Magnonik Nanofasern ebnen den Weg zu einer neuen Art von Computern
Magnetismus bietet einerseits neue Möglichkeiten, leistungsstärkere und energieeffizientere Computer zu entwickeln, andererseits ist die Realisierung des magnetischen Rechnens auf der Nanoskala eine anspruchsvolle Aufgabe. Über einen entscheidenden Fortschritt auf dem Gebiet der Berechnungen mit ultraniedrigem Leistungsbedarf mittels magnetischer Wellen berichtet ein Forscherteam aus Kaiserslautern, Jena und Wien in der Zeitschrift Nano Letters.
Eine lokale Störung in der magnetischen Ordnung eines Magneten kann sich wellenförmig über ein Material ausbreiten. Diese Wellen werden als Spinwellen und die zugehörigen Quasi-Teilchen als Magnonen bezeichnet. Wissenschaftler der Technischen Universität Kaiserslautern, von Innovent e.V. aus Jena und der Universität Wien sind bekannt für ihre Expertise auf dem Forschungsgebiet „Magnonik“. Hier werden Magnonen für die Entwicklung neuartiger Computertypen eingesetzt, die die heute üblichen, auf Elektronen basierenden Prozessoren möglicherweise ergänzen.
„Eine neue Computergeneration mit Magnonen könnte leistungsfähiger sein und vor allem weniger Energie verbrauchen. Eine wichtige Voraussetzung ist, dass wir in der Lage sind, sogenannte Monomoden-Wellenleiter herzustellen, die es uns ermöglichen, fortschrittliche wellenbasierte Signalverarbeitungsschemata zu nutzen“, sagt Juniorprofessor Philipp Pirro, einer der führenden Wissenschaftler des Projekts. „Dazu müssen die Dimensionen unserer Strukturen in den Nanometerbereich verschoben werden. Die Entwicklung solcher Datenleitungen eröffnet zum Beispiel einen Zugang zur Entwicklung neuromorpher Computersysteme, die sich an der Funktion des menschlichen Gehirns orientieren."

Datensätze zur Punktplatzierung:
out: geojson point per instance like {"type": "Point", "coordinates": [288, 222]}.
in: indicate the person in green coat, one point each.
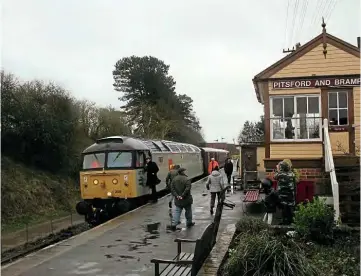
{"type": "Point", "coordinates": [181, 190]}
{"type": "Point", "coordinates": [171, 174]}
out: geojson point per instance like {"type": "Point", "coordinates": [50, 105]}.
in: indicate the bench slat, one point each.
{"type": "Point", "coordinates": [171, 269]}
{"type": "Point", "coordinates": [251, 196]}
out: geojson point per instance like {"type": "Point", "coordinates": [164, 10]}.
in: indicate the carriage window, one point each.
{"type": "Point", "coordinates": [94, 161]}
{"type": "Point", "coordinates": [140, 159]}
{"type": "Point", "coordinates": [119, 159]}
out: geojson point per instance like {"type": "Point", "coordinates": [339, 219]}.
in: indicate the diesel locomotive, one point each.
{"type": "Point", "coordinates": [112, 178]}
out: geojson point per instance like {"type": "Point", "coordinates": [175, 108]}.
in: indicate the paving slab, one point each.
{"type": "Point", "coordinates": [124, 246]}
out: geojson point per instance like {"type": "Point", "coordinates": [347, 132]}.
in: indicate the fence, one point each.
{"type": "Point", "coordinates": [33, 232]}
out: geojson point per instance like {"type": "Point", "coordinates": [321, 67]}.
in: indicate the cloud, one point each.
{"type": "Point", "coordinates": [214, 48]}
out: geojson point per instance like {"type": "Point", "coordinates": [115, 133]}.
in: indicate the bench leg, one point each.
{"type": "Point", "coordinates": [270, 217]}
{"type": "Point", "coordinates": [156, 269]}
{"type": "Point", "coordinates": [265, 217]}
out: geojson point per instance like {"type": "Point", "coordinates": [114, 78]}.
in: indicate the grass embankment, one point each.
{"type": "Point", "coordinates": [30, 196]}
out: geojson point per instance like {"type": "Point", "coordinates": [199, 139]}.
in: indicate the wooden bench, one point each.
{"type": "Point", "coordinates": [251, 196]}
{"type": "Point", "coordinates": [187, 263]}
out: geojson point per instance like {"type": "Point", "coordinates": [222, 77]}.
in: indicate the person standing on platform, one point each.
{"type": "Point", "coordinates": [212, 164]}
{"type": "Point", "coordinates": [215, 185]}
{"type": "Point", "coordinates": [228, 169]}
{"type": "Point", "coordinates": [181, 190]}
{"type": "Point", "coordinates": [286, 190]}
{"type": "Point", "coordinates": [152, 179]}
{"type": "Point", "coordinates": [171, 174]}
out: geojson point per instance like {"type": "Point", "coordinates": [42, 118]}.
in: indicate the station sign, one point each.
{"type": "Point", "coordinates": [321, 82]}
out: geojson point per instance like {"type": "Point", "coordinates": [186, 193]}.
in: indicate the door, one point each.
{"type": "Point", "coordinates": [249, 162]}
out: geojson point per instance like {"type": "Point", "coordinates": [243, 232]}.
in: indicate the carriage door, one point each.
{"type": "Point", "coordinates": [249, 162]}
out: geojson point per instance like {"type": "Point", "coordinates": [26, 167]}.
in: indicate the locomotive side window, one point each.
{"type": "Point", "coordinates": [119, 159]}
{"type": "Point", "coordinates": [94, 161]}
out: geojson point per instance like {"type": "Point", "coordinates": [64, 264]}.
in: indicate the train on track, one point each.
{"type": "Point", "coordinates": [113, 180]}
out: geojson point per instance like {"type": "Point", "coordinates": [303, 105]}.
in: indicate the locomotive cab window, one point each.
{"type": "Point", "coordinates": [119, 159]}
{"type": "Point", "coordinates": [94, 161]}
{"type": "Point", "coordinates": [140, 159]}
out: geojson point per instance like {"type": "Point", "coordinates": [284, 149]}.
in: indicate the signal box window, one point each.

— ARBEITSAUFTRÄGE —
**a.** Zählen Sie alle Forschungseinrichtungen auf, die der Textauszug über Magnonik namentlich nennt.
**b.** Fassen Sie den Text über magnonische Nanofasern in zwei Sätzen zusammen.
**c.** Führen Sie den Text über magnonische Nanofasern im Anschluss an seinen letzten Satz weiter.

— ANTWORTEN NACHEINANDER —
**a.** Technische Universität Kaiserslautern; Innovent e.V. aus Jena; Universität Wien

**b.** Ein Forscherteam aus Kaiserslautern, Jena und Wien berichtet in der Zeitschrift Nano Letters über einen Fortschritt beim Rechnen mit magnetischen Wellen, den Spinwellen, deren Quasi-Teilchen Magnonen heißen und leistungsfähigere, energiesparendere Computer ermöglichen könnten. Laut Juniorprofessor Philipp Pirro braucht es dafür Monomoden-Wellenleiter im Nanometerbereich, die unter anderem den Zugang zu neuromorphen, am menschlichen Gehirn orientierten Computersystemen eröffnen.

**c.**
Die Skalierung der Magnonik-Technologie auf die Nanoskala ist jedoch eine Herausforderung: „Ein sehr vielversprechendes Material für magnetische Anwendungen ist Yttrium-Eisen-Granat (YIG). YIG ist eine Art 'edles magnetisches Material', da Magnonen darin etwa hundertmal länger als in anderen Materialien überdauern“, sagt der Projektleiter, Professor Andrii Chumak von der Universität Wien. „Aber alles hat seinen Preis: YIG ist sehr komplex und schwer zu handhaben, wenn man versucht, winzige Strukturen daraus herzustellen. Deshalb waren YIG-Strukturen jahrzehntelang millimetergroß, und erst jetzt ist es uns gelungen, auf 50 Nanometer herunterzugehen, was etwa 100.000 Mal kleiner ist.“
Hierfür wurde am Nano Structuring Center der Technischen Universität Kaiserslautern eine spezielle neue Technologie entwickelt, bei der die von Mitarbeiter Dr. Carsten Dubs von Innovent e.V. aus Jena gezüchteten YIG-Schichten verwendet werden. Auf dieser YIG-Schicht wird eine dünne Metallschicht, eine so genannte Maske, aufgebracht, die den größten Teil dieser Schicht frei lässt. Dann wird die Probe mit einem starken Argon-Ionenstrom beschossen, der die ungeschützten Teile der YIG-Schicht entfernt, während das Material unter der Maske unversehrt bleibt. Danach wird die Metallmaske entfernt, wobei ein 50 nm dünner Streifen der fertigen YIG-Schicht zum Vorschein kommt.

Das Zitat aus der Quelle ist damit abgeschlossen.